■ What is asked ■
Could you retype each of the entries below, line for line, with nothing changed?

■ Rows from a dataset ■

++++++++++++++++++++

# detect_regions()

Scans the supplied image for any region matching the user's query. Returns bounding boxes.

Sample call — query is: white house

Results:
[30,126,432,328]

++++++++++++++++++++

■ Complete response ■
# detect_regions()

Scans the supplied image for any region matching the user's query. Returns bounding boxes.

Sample call — query is: white house

Results:
[30,126,432,328]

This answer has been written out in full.